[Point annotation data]

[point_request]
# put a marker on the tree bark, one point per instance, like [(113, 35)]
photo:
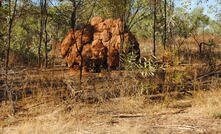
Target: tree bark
[(11, 20), (40, 34), (154, 27), (46, 33), (165, 24)]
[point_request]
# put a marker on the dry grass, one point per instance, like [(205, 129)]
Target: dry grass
[(51, 101)]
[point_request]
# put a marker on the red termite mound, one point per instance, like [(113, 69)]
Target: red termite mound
[(98, 44)]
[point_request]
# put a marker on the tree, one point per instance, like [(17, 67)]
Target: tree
[(198, 20), (46, 33), (40, 32), (165, 24), (154, 26)]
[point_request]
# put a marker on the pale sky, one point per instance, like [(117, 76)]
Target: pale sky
[(209, 7)]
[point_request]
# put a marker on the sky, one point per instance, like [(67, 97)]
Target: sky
[(209, 6)]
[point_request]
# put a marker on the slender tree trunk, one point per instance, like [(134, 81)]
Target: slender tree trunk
[(46, 33), (11, 20), (73, 14), (165, 24), (154, 27), (40, 34)]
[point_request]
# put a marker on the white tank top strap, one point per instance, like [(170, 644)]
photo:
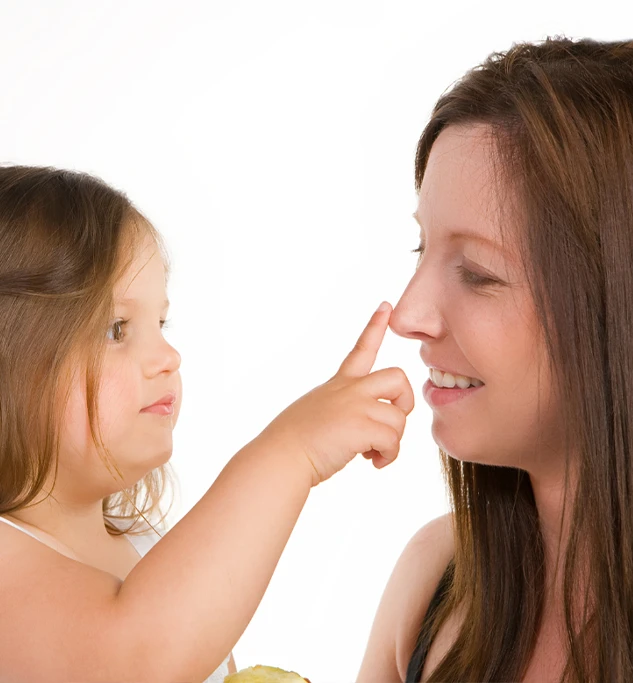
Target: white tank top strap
[(15, 526)]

:: AIM ::
Render the records above as a Markdown table with the columns Row and Line, one row per line, numbered in order, and skip any blank lines. Leave the pictures out.

:: THE RESULT ::
| Row | Line |
|---|---|
| 1 | [point_request] |
| 2 | # put a marker on the tree bark, one point per instance, like [(113, 35)] |
| 3 | photo: |
| 4 | Target: tree bark |
| 5 | [(11, 20), (40, 34), (154, 27), (46, 33), (165, 24)] |
| 6 | [point_request] |
| 7 | # put a marker on the dry grass, one point per instance, like [(205, 129)] |
| 8 | Target: dry grass |
| 9 | [(51, 101)] |
| 10 | [point_request] |
| 11 | # put a marker on the red termite mound, one point per instance, like [(113, 69)] |
| 12 | Target: red termite mound |
| 13 | [(98, 44)] |
| 14 | [point_request] |
| 15 | # put a marker on the tree, one point per instance, like [(17, 67)] |
| 16 | Target: tree |
| 17 | [(198, 20), (46, 33), (40, 32), (165, 24), (154, 26)] |
| 18 | [point_request] |
| 19 | # put a marker on the pale sky, one point per instance, like [(117, 76)] |
| 20 | Target: pale sky |
| 21 | [(209, 7)] |
| 22 | [point_request] |
| 23 | # put a marker on the sky, one point per instance, like [(67, 97)] |
| 24 | Target: sky |
| 25 | [(209, 6)] |
| 26 | [point_request] |
| 27 | # put a marker on the slender tree trunk, one point per instance, like [(134, 81)] |
| 28 | Target: slender tree trunk |
| 29 | [(46, 33), (11, 20), (73, 14), (165, 24), (154, 27), (40, 34)] |
| 30 | [point_request] |
| 31 | # put a marker on the white tank top strap, one point per instance, like [(170, 644)] |
| 32 | photo: |
| 33 | Target: white tank top strap |
| 34 | [(15, 526)] |